Data section »
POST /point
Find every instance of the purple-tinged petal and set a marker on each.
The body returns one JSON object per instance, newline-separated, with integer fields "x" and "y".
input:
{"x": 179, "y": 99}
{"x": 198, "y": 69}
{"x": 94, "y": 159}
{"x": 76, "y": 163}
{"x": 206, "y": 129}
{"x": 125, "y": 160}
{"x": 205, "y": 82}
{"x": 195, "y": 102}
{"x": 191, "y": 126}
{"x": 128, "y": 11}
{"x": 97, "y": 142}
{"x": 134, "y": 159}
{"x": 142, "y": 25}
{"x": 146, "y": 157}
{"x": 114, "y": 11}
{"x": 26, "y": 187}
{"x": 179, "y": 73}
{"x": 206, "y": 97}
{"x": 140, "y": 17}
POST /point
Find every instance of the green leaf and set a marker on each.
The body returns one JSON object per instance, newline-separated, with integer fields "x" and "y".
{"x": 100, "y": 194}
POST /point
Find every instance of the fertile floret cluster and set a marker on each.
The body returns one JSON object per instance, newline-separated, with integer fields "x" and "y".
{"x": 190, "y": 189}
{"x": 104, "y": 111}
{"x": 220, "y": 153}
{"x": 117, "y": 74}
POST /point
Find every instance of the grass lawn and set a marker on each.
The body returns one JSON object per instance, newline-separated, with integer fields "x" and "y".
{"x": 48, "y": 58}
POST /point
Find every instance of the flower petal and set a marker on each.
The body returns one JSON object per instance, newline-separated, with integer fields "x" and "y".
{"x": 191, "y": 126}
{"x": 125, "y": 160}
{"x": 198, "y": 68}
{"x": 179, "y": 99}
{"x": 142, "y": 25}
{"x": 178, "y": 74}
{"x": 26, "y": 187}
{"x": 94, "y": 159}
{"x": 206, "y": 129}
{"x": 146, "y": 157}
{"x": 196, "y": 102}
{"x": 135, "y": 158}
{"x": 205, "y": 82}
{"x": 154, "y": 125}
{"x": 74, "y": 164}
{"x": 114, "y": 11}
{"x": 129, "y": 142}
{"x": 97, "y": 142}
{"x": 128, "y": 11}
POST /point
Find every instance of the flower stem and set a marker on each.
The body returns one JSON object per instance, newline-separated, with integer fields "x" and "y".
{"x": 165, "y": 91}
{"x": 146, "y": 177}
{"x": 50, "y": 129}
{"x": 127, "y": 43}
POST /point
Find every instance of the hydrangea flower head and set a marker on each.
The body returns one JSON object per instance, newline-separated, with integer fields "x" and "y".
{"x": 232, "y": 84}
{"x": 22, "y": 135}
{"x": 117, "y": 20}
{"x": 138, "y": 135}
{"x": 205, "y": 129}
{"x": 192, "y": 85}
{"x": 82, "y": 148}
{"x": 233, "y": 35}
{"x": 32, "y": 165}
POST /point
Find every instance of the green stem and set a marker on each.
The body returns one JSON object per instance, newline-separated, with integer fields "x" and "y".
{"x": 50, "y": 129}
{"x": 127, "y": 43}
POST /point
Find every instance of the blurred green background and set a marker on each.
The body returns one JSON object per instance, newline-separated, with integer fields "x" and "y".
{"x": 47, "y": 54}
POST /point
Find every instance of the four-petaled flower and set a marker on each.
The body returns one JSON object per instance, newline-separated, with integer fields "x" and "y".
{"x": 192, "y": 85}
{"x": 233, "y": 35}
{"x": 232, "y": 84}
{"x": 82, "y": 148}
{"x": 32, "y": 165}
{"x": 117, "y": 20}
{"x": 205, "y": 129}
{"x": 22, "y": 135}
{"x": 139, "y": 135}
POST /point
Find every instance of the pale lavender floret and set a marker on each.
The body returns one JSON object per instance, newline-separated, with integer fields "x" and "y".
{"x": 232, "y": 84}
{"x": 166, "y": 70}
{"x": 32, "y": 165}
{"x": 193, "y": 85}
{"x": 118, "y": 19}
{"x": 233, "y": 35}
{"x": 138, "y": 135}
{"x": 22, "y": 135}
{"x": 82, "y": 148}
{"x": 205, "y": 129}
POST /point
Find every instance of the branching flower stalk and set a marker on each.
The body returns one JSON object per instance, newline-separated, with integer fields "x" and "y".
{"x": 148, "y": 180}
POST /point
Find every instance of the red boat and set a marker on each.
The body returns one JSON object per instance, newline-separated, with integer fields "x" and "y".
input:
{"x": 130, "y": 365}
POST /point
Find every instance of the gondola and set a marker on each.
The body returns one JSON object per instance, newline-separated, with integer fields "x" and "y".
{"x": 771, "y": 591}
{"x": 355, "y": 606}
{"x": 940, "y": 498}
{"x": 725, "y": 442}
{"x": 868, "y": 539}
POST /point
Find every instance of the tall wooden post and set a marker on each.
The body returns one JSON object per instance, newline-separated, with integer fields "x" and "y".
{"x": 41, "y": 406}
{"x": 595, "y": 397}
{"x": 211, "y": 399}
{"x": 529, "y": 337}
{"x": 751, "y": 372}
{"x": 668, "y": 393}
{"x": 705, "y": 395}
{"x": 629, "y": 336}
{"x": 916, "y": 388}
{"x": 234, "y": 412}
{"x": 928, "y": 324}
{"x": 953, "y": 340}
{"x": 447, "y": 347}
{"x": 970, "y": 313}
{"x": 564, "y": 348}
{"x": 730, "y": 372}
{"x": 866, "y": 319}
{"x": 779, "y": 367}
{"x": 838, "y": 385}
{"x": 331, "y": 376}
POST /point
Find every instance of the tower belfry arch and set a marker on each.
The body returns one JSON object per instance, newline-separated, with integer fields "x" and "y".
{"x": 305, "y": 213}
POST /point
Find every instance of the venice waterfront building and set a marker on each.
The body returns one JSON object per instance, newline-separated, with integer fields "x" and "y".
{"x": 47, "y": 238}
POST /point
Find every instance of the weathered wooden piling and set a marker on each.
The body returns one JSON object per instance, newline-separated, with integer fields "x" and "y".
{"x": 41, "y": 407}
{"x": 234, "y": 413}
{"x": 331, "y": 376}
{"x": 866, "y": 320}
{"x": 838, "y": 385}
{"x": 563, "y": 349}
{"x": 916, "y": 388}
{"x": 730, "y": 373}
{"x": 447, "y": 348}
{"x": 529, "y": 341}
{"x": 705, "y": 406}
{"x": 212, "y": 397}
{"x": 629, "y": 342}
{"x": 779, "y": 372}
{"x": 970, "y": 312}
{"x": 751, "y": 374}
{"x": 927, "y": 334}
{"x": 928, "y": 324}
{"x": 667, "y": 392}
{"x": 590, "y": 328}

Exercise directions » Please list every line of the records that contains "green".

Reply to the exercise »
Find every instance of the green leaf and set a marker on each.
Find every instance of the green stem and set a marker on each.
Find every instance of the blurred green background and set a marker on each.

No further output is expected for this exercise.